_Description of the task_
Recast all of the material below as a two-column CSV with the columns instruction and reply. Each row holds one request's text and its answer, each in a single quoted field with line breaks replaced by spaces, and the pictures are omitted.

_Exercise material_

┏━━

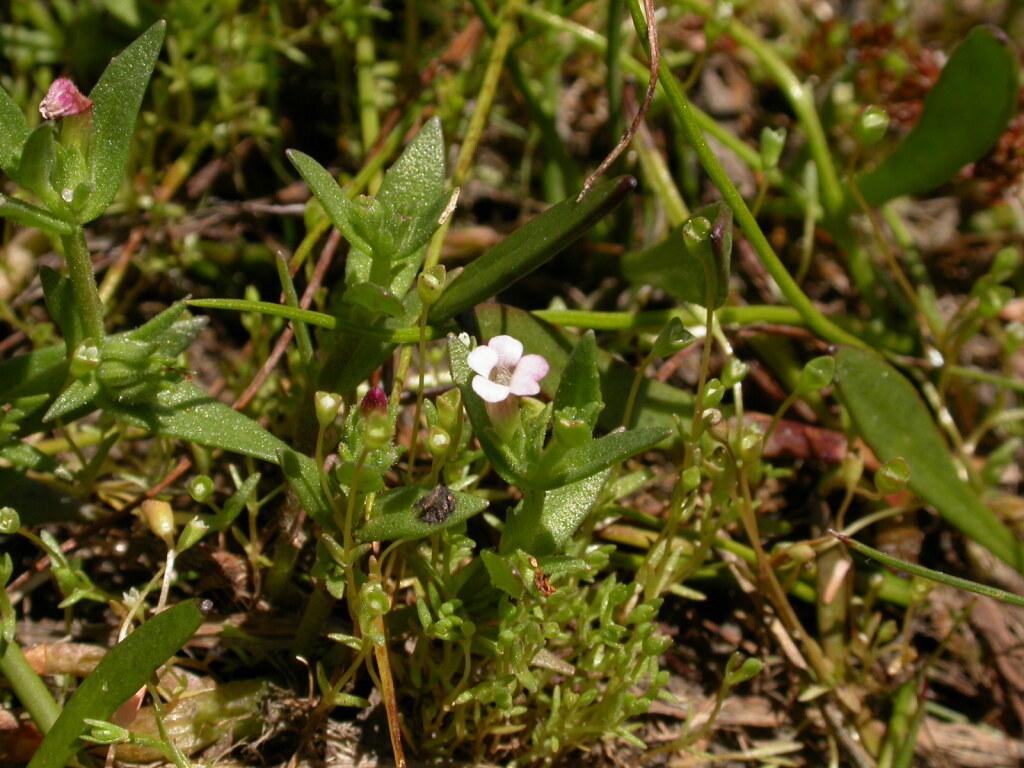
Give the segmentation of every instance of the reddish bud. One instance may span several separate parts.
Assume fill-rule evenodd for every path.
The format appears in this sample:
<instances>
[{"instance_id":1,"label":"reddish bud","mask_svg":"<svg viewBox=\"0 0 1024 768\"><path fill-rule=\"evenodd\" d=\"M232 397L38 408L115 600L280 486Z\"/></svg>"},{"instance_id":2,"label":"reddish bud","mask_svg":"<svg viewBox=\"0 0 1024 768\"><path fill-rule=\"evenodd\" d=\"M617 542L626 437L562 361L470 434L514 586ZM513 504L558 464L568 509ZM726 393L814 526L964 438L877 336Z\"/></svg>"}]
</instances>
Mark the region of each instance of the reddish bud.
<instances>
[{"instance_id":1,"label":"reddish bud","mask_svg":"<svg viewBox=\"0 0 1024 768\"><path fill-rule=\"evenodd\" d=\"M359 411L362 412L362 416L365 418L369 417L371 414L386 414L387 395L384 394L384 390L380 387L374 387L367 392L362 401L359 403Z\"/></svg>"},{"instance_id":2,"label":"reddish bud","mask_svg":"<svg viewBox=\"0 0 1024 768\"><path fill-rule=\"evenodd\" d=\"M46 98L39 102L39 114L43 120L81 115L92 109L92 99L84 95L68 78L57 78L46 92Z\"/></svg>"}]
</instances>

┗━━

_Output of the exercise_
instruction,reply
"Give the segmentation of every instance of the reddish bud. One instance may span several separate parts. Assume fill-rule evenodd for every path. The format appears in this sample: <instances> [{""instance_id"":1,""label"":""reddish bud"",""mask_svg"":""<svg viewBox=\""0 0 1024 768\""><path fill-rule=\""evenodd\"" d=\""M232 397L38 408L115 600L280 486Z\""/></svg>""},{""instance_id"":2,""label"":""reddish bud"",""mask_svg"":""<svg viewBox=\""0 0 1024 768\""><path fill-rule=\""evenodd\"" d=\""M617 542L626 437L562 361L470 434L514 586ZM513 504L558 464L568 509ZM726 393L814 526L964 438L877 336Z\""/></svg>""}] </instances> Mark the region of each instance of the reddish bud.","<instances> [{""instance_id"":1,""label"":""reddish bud"",""mask_svg"":""<svg viewBox=\""0 0 1024 768\""><path fill-rule=\""evenodd\"" d=\""M359 411L362 412L362 416L365 418L369 417L371 414L386 414L387 395L384 394L384 390L380 387L374 387L367 392L362 401L359 403Z\""/></svg>""},{""instance_id"":2,""label"":""reddish bud"",""mask_svg"":""<svg viewBox=\""0 0 1024 768\""><path fill-rule=\""evenodd\"" d=\""M46 98L39 102L39 114L43 120L81 115L92 109L92 99L84 95L68 78L57 78L46 92Z\""/></svg>""}] </instances>"